(Annotated coordinate records)
+++

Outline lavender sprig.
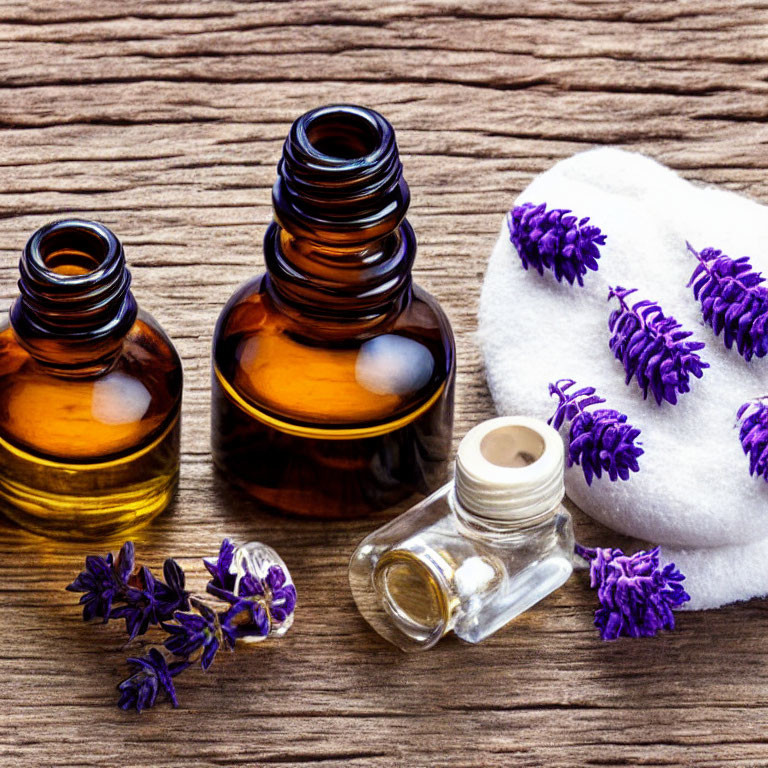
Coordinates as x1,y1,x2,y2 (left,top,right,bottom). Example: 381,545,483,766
203,539,296,624
108,539,296,712
608,286,709,405
686,243,768,361
507,203,605,285
736,398,768,482
575,544,691,640
67,541,189,640
117,648,189,712
548,379,643,485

+++

Rewrite the records above as a two-column CSV headed request and boxes, with one row per request holding its text and its answer. Put each value in a single quoted field with line breaks turned into spaces, and leave the pictures out.

_Result_:
request,boxes
"Outline lavender sprig. Coordinates as x1,y1,x2,y2 (left,top,right,bottom). Example: 381,545,483,766","203,539,296,624 108,539,296,712 608,286,709,405 686,243,768,361 507,203,605,285 736,398,768,482 575,544,691,640 67,541,189,640 117,648,189,712 548,379,643,485"